> [REQUIRED ACTION] Repeat the entries below in full, with every character unchanged.

> [THE RECORDS]
========================================================================
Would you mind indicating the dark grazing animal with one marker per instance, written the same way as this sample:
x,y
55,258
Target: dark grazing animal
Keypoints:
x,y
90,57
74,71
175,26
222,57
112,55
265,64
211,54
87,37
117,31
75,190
========================================================================
> [ANSWER SPACE]
Would you mind indicating the dark grazing animal with one marker per instance, written the same way as this sample:
x,y
55,258
Target: dark grazing animal
Keypoints:
x,y
90,57
74,71
175,26
222,57
112,55
265,64
211,54
87,37
117,31
75,190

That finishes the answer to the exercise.